> _TASK ITEM_
The answer must consist of the records below, repeated exactly.

> _DATA EXTRACTS_
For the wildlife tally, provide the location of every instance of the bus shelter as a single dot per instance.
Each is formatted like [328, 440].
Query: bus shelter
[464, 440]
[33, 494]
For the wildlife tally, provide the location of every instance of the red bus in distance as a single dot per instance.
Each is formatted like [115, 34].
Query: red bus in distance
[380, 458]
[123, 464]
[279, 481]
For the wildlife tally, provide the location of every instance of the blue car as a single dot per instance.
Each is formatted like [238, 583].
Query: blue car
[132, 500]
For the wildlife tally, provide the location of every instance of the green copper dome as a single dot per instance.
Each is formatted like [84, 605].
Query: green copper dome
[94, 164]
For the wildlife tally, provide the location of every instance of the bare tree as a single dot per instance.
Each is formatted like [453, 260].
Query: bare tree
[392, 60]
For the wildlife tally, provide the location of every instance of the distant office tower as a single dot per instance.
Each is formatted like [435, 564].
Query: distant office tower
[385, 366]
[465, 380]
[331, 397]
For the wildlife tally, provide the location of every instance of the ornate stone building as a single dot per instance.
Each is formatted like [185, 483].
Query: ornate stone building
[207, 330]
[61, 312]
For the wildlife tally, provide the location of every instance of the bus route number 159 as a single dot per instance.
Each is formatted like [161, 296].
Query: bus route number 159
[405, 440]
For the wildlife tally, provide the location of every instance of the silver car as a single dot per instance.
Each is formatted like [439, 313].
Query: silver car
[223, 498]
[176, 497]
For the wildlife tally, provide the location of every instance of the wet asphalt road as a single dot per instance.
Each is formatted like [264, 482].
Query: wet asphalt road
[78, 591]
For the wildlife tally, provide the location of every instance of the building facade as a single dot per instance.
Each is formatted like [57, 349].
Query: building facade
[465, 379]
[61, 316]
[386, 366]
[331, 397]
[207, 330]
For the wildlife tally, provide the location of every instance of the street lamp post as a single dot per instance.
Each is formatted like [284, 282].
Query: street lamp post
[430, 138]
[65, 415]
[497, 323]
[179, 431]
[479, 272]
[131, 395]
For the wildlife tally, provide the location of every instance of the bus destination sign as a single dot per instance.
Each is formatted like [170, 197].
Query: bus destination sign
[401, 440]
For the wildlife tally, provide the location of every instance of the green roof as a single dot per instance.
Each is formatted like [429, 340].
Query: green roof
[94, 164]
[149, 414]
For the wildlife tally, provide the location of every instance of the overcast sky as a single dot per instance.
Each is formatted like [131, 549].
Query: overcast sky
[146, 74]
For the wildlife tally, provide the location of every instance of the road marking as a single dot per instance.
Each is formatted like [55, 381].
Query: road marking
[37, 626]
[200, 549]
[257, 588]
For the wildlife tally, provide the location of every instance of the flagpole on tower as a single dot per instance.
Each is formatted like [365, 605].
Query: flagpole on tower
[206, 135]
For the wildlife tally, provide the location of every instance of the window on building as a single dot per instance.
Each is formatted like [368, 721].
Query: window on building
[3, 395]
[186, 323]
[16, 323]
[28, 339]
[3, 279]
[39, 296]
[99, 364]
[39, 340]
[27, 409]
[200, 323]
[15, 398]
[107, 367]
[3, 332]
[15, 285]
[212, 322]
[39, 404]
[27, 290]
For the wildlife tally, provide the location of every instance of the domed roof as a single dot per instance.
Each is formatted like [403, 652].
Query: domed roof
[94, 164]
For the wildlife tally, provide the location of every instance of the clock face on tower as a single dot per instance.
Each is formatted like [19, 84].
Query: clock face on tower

> _SOLUTION FOR THIS TASK_
For the wildlife tally, provide the location of every instance of the bus shelter as a single dot per instance.
Each is formatted like [328, 440].
Query: bus shelter
[464, 440]
[33, 494]
For the wildlife tally, provide the location of every instance of the red bus in distance as a single dot per instance.
Each is formatted like [115, 34].
Query: red bus in distance
[380, 458]
[123, 464]
[279, 481]
For the wildlife tally, provide the location of every instance of the blue car as a single dot per instance.
Each is formatted like [238, 583].
Query: blue car
[132, 500]
For the wildlife tally, provide the location of every instance of the green copper dome as a single dot per instance.
Each is formatted like [84, 605].
Query: green copper dome
[94, 164]
For the wildlife tally, provide the location of every instance of the bare tree as a single dot per instance.
Each is formatted like [453, 260].
Query: bare tree
[392, 60]
For the wildlife tally, provide the location of every instance of the distant office tower as a single dot per instance.
Each is formatted like [435, 564].
Query: distant office tower
[385, 366]
[465, 380]
[331, 397]
For the wildlife tally, provide the location of every instance of the ornate stone building as a single dot per instance.
Each is formatted like [185, 483].
Query: ornate stone building
[207, 330]
[61, 312]
For the wildlife tally, provide the location of every instance of the bus route number 159 as a single dot per instance.
Each is formatted like [161, 296].
Query: bus route number 159
[405, 440]
For the wildlife tally, provide the location of every instance of the silver car as a single dot per instance.
Each is formatted like [439, 313].
Query: silver car
[223, 498]
[176, 497]
For the wildlife tally, provide the location of every instance of the wet asphalt road as a single dot per instance.
Each is formatted like [264, 482].
Query: wet asphalt road
[78, 591]
For the wildlife tally, provide the location of every instance of the building facade as a single dot per instance.
Each is formatted like [57, 349].
Query: building facade
[465, 379]
[61, 316]
[386, 366]
[331, 397]
[207, 330]
For the wildlife tally, provide the location of every instance of the street lamp post as a single dot per instance.
Each is formatted like [284, 282].
Query: street lamp post
[430, 138]
[65, 415]
[497, 323]
[179, 431]
[479, 272]
[131, 395]
For the wildlife tally, provide the location of every instance of the bus destination sign as a single dot per instance.
Each is formatted like [170, 197].
Query: bus destination sign
[401, 440]
For the wildlife tally, provide the location of every instance of the green roof as a single dot per instance.
Each is formatted like [429, 340].
Query: green roof
[94, 164]
[149, 414]
For the wildlife tally, provide the location of every instance of the overcast sky as a single dot per instance.
Each is formatted like [131, 549].
Query: overcast sky
[146, 74]
For the wildlife tally, provide the location of every instance of the road marking as a single dot per instance.
Each is formatted like [55, 381].
Query: road marking
[37, 626]
[200, 549]
[257, 588]
For the wildlife tally, provide the location of every instance of the flagpole on tower as a single dot per instance.
Each is formatted like [365, 605].
Query: flagpole on tower
[206, 135]
For the wildlife tally, provide the location of every instance of the window on building as a single dot per instance.
Each is formatted like [368, 721].
Query: window on building
[3, 395]
[186, 323]
[16, 323]
[28, 339]
[3, 279]
[39, 296]
[99, 364]
[39, 340]
[27, 409]
[200, 323]
[15, 398]
[107, 367]
[3, 332]
[15, 285]
[212, 322]
[39, 404]
[27, 290]
For the wildlife tally, provide the location of every instance of the domed roof as a single dot per instance.
Each is formatted like [403, 652].
Query: domed roof
[94, 164]
For the wildlife tally, provide the location of every instance of the clock face on tower as a single dot per instance.
Each is formatted like [19, 84].
Query: clock face on tower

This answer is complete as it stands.